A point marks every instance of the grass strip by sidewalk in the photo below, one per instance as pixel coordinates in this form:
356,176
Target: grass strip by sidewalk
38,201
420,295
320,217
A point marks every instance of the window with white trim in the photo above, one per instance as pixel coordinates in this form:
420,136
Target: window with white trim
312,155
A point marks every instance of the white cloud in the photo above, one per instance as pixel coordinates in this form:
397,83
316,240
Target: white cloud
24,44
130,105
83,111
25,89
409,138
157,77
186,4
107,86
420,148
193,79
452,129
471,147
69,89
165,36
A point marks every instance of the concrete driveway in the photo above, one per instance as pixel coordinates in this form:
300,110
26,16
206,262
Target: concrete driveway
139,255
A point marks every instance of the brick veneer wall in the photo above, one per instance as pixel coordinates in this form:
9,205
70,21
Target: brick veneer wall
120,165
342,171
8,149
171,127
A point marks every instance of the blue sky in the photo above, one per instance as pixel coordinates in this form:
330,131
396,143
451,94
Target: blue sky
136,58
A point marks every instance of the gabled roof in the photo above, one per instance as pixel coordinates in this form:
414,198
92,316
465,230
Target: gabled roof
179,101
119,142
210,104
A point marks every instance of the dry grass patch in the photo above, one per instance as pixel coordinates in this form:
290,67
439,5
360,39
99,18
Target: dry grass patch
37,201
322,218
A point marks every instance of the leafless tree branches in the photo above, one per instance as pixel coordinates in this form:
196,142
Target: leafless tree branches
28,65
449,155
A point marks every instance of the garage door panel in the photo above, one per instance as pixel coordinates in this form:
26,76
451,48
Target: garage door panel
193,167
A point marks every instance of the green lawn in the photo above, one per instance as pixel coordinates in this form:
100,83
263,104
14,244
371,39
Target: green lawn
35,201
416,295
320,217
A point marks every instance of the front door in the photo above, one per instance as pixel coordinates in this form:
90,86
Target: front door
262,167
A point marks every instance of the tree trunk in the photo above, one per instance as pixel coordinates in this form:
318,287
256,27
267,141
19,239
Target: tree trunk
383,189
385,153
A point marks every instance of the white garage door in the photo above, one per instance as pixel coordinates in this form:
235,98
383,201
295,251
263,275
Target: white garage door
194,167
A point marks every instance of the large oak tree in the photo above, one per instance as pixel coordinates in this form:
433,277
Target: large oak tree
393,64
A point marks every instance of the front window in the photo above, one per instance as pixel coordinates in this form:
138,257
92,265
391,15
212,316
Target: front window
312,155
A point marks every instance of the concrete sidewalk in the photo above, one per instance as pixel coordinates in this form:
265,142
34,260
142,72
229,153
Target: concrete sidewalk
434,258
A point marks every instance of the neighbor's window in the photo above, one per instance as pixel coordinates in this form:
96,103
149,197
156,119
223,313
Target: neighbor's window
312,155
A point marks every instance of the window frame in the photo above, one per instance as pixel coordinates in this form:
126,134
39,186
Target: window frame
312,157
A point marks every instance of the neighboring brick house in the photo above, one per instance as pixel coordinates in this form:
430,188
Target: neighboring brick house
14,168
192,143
□ □ □ □ □
The exercise
Repeat the material in full, exactly as it stands.

Written response
A point marks every instance of the grass strip by sidewalk in the photo below, one per instance as pixel coordinates in this form:
356,176
Target: grass strip by sidewalk
38,201
420,295
320,217
A point marks every instance of the window with white trim in the photo above, one per instance as pixel coordinates in this form:
420,136
Target: window with white trim
312,155
A point marks every instance of the white cloud in the photo above, one per instance as pixel coordinates in this form:
397,83
316,240
Target: white cloud
24,44
130,105
83,111
25,89
409,138
157,77
186,4
107,86
420,148
193,79
452,129
471,147
69,89
165,36
A point marks every instance of the concrete driveway in the photo above, one per instance as pixel coordinates in this form:
300,110
26,16
206,262
Target: concrete driveway
139,255
A point marks every instance of the brick veneer wall in the photo above, one per instance as pixel coordinates in this form:
9,205
70,21
Target: brick veneer wall
120,165
342,171
8,149
171,127
A point marks every instance of the blue sky in the photo above, one per instance as pixel coordinates in this form:
330,131
396,143
451,94
Target: blue sky
136,58
A point marks every instance of the gabled roof in the photo above, one per instance as pixel coordinates in this form:
414,198
92,316
465,230
Target: gabled roof
179,101
119,142
210,104
A point marks every instance of the dry grass patch in the photo above, one per instance as pixel coordinates in this form:
290,67
439,5
360,39
99,18
Target: dry grass patch
37,201
322,218
A point marks every instance of the leafless tree branches in the photo above, one per instance as pixel coordinates in this form:
196,142
Target: leafless tree branches
28,65
449,155
A point marks every instance of the garage door panel in the photo above, one per instance as pixel coordinates in this form:
26,76
451,48
Target: garage door panel
193,167
A point marks every instance of the green lawn in the photo above, one per instance as pixel coordinates in this form:
100,83
263,104
14,244
371,39
Target: green lawn
35,201
416,295
320,217
A point marks every instance of the front door in the photo above, one per instance as pixel coordinates in this form:
90,86
Target: front door
262,167
A point marks every instance of the tree trunk in the photo above, one per instance as pixel coordinates in this form:
318,287
256,27
267,141
19,239
Target: tree trunk
383,189
385,153
A point marks every instance of the white garage door in the photo above, one per instance as pixel coordinates in this form:
235,98
383,201
295,251
263,275
Target: white garage door
194,167
A point marks every instance of the large oak tree in the photo above, one per instance as pixel coordinates in this form:
433,277
Target: large oak tree
393,64
A point marks every instance of the front window in the photo above, one per instance as pixel coordinates in this form:
138,257
92,265
391,15
212,316
Target: front window
312,155
A point marks every instance of the concrete sidewalk in the photo above, one per instance as pixel coordinates in this form:
265,142
34,260
142,72
229,153
Target: concrete sidewalk
434,258
A point marks every instance of the neighbor's window in the photo above, one per instance as pixel coordinates in this form:
96,103
149,197
156,119
223,313
Target: neighbor's window
312,155
A point marks every instance of the window frame in the photo above, one per instance as pixel coordinates in this form:
126,134
39,186
Target: window frame
312,157
A point marks every instance of the neighboring brick house in the photo above, one per instance as pixel coordinates in this form:
430,188
Target: neighboring brick house
14,168
192,143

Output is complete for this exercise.